- CHALLENGES
[a] Answer these questions from the Julia issue thread below:
(i) What name does the opening post propose for the dot function?
(ii) Which issue number is cited as having suggested the ⟨u,v⟩ notation?
(iii) According to the final comment, what does ⟨u⟩ often denote?
[b] Retype the passage of the Julia issue thread below between "If a user needs" and "nonstarter for Julia.", inclusive.

- SOURCE EXTRACT
+--

JuliaLang / julia

The Julia Programming Language
https://julialang.org/
MIT License
45.69k stars 5.48k forks source link

State of inner products in Base #25565

Closed juliohm closed 6 years ago

juliohm commented 6 years ago

If a user needs to define custom inner products for general Hilbert spaces, what is the current state in Base for this type of generalization? https://github.com/JuliaLang/julia/issues/16573 is a related, but less general issue. My concern is with new types that aren't arrays.

I'd like to propose renaming dot to inner, or perhaps directing users to define inner(x,y) as a general inner product between objects x and y, including the array case:

inner(x::AbstractVector, y::AbstractVector) = dot(x, y)

In case the change is reasonable, could it be part of Julia v1.0?

StefanKarpinski commented 6 years ago

I agree that ⟨u,v⟩, ⟨u|v⟩, or (u,v) are more common notations for inner products on arbitrary Hilbert spaces—they are what I typically use myself—but those notations are a nonstarter for Julia.

It would actually be possible to make ⟨u,v⟩ work.

stevengj commented 6 years ago

@StefanKarpinski: It would actually be possible to make ⟨u,v⟩ work.

Absolutely, and supporting this precise notation was suggested in #8934, but it never went anywhere. (Note also that angle brackets have other common uses, e.g. ⟨u⟩ often denotes an average of some kind.) It is non-breaking and could still be added at some point, but it doesn't seem reasonable to expect in the near term. It's also quite slow to type \langle<tab> x, y \rangle<tab>, so it's not very convenient from a programming standpoint for an elementary operation.

+--

- DATA PROVIDED
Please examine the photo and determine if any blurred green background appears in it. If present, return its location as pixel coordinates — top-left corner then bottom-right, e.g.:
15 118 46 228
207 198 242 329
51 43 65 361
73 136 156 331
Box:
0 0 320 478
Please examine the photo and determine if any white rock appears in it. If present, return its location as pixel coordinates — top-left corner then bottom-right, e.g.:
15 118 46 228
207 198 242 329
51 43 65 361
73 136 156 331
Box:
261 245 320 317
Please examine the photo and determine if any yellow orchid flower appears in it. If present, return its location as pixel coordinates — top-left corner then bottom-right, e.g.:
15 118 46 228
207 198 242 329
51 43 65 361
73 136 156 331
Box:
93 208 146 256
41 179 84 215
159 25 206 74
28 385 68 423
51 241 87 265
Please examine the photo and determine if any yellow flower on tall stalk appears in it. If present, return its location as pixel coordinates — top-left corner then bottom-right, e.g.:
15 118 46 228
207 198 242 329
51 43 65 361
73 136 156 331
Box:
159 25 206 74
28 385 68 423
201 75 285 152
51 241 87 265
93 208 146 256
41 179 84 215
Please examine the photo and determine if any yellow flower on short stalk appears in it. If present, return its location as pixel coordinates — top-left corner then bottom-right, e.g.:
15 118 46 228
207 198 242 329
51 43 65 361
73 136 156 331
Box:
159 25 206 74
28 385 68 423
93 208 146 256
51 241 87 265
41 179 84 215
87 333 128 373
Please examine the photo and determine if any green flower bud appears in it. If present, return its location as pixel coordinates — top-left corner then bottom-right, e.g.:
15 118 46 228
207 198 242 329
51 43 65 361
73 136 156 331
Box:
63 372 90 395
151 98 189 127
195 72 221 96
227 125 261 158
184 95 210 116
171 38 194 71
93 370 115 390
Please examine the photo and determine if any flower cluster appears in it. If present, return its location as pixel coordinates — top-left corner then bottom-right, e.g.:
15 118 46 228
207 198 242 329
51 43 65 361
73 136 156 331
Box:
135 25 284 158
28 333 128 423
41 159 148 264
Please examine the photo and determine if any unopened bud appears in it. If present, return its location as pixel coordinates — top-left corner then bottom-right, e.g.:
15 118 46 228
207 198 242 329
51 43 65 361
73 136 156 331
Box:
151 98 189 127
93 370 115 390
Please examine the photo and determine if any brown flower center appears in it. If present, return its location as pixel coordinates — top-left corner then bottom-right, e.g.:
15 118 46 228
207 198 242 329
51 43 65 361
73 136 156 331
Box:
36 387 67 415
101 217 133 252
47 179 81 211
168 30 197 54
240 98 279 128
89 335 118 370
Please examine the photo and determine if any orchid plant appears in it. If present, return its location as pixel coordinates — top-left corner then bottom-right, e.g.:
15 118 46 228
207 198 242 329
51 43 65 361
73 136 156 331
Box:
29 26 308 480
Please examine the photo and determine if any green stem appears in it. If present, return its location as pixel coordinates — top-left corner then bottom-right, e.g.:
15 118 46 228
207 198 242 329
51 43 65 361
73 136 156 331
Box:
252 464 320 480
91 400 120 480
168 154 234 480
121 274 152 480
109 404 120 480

+--

- SOLUTIONS TO THE EXERCISE
[a]
(i) inner
(ii) #8934
(iii) An average of some kind

[b]
If a user needs to define custom inner products for general Hilbert spaces, what is the current state in Base for this type of generalization? https://github.com/JuliaLang/julia/issues/16573 is a related, but less general issue. My concern is with new types that aren't arrays.

I'd like to propose renaming dot to inner, or perhaps directing users to define inner(x,y) as a general inner product between objects x and y, including the array case:

inner(x::AbstractVector, y::AbstractVector) = dot(x, y)

In case the change is reasonable, could it be part of Julia v1.0?

StefanKarpinski commented 6 years ago

I agree that ⟨u,v⟩, ⟨u|v⟩, or (u,v) are more common notations for inner products on arbitrary Hilbert spaces—they are what I typically use myself—but those notations are a nonstarter for Julia.